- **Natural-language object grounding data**
= = =

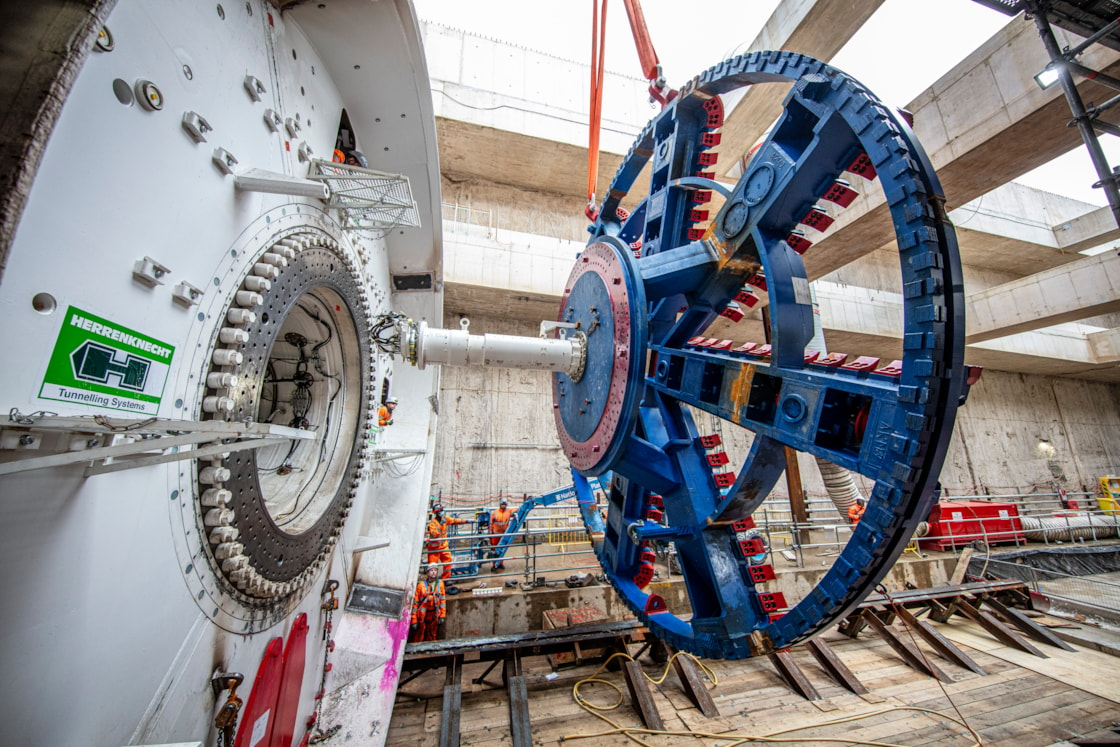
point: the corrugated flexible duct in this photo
(838, 481)
(1074, 526)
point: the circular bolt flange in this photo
(149, 96)
(104, 41)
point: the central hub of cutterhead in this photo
(604, 299)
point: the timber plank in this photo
(1089, 670)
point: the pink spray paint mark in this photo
(399, 632)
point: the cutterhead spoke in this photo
(650, 285)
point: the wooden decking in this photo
(1010, 705)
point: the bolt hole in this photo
(44, 304)
(123, 92)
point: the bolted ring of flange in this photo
(271, 517)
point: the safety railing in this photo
(552, 544)
(1055, 585)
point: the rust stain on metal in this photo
(740, 389)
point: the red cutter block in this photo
(798, 242)
(762, 573)
(840, 193)
(832, 360)
(893, 369)
(718, 459)
(715, 110)
(733, 311)
(864, 167)
(643, 577)
(710, 441)
(818, 218)
(862, 363)
(746, 298)
(744, 524)
(752, 547)
(772, 601)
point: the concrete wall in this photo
(497, 433)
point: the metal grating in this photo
(367, 198)
(1082, 17)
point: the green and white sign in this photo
(103, 364)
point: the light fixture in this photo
(1047, 77)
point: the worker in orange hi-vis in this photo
(856, 511)
(385, 412)
(429, 607)
(500, 521)
(438, 550)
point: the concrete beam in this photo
(818, 28)
(1106, 345)
(983, 123)
(1086, 231)
(1078, 290)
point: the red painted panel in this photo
(295, 656)
(257, 720)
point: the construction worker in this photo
(439, 552)
(429, 607)
(385, 412)
(856, 511)
(500, 521)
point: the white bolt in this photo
(212, 475)
(233, 336)
(220, 534)
(227, 550)
(248, 299)
(216, 497)
(218, 517)
(226, 357)
(220, 380)
(274, 259)
(233, 565)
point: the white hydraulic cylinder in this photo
(458, 347)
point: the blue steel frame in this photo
(829, 121)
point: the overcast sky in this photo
(899, 52)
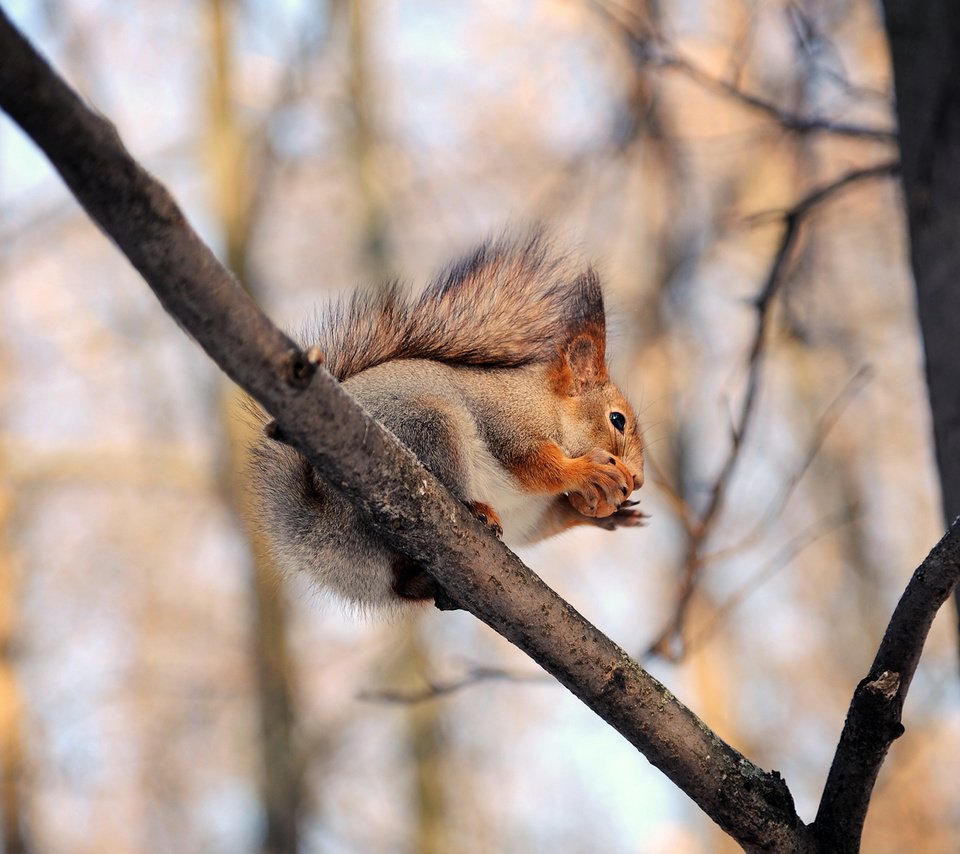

= = =

- **What is expected**
Exclude all images, then retype the records above without alteration.

- **Task solution**
point: the corrugated flexible duct in this photo
(838, 481)
(1074, 526)
point: the circular bolt flange in this photo
(149, 96)
(104, 41)
point: the central hub of cutterhead in this photo
(604, 299)
point: the timber plank in this photo
(1089, 670)
point: the pink spray paint mark in this photo
(399, 632)
point: the cutterhead spoke in this photo
(650, 285)
point: the wooden decking in this photo
(1010, 705)
point: the bolt hole in this photo
(44, 304)
(123, 92)
point: the bolted ring of flange in this photo
(271, 517)
point: the safety railing in this photo
(552, 544)
(1055, 585)
point: the rust stain on metal in this photo
(740, 389)
point: the red cutter block in this photo
(798, 242)
(762, 573)
(840, 193)
(832, 360)
(893, 369)
(718, 459)
(715, 110)
(733, 311)
(864, 167)
(643, 577)
(710, 441)
(818, 218)
(862, 363)
(746, 298)
(744, 524)
(752, 547)
(772, 601)
point: the concrete wall in this photo
(497, 433)
point: the metal grating in this photo
(367, 198)
(1082, 17)
point: the green and white sign in this photo
(103, 364)
point: the light fixture in this photo
(1047, 77)
point: the worker in orange hi-vis in this photo
(856, 511)
(385, 412)
(429, 607)
(500, 521)
(438, 550)
point: the concrete beam in this photo
(818, 28)
(1106, 345)
(983, 123)
(1086, 231)
(1078, 290)
point: the red painted panel in this photo
(295, 656)
(257, 720)
point: the construction worker in this photo
(439, 552)
(429, 607)
(385, 412)
(856, 511)
(500, 521)
point: the white bolt in this photo
(212, 475)
(233, 336)
(220, 534)
(227, 550)
(248, 299)
(216, 497)
(218, 517)
(226, 357)
(220, 380)
(274, 259)
(233, 565)
point: the white hydraulic cylinder in this photo
(458, 347)
point: the blue steel frame in this photo
(829, 121)
point: the overcast sky in this photo
(899, 52)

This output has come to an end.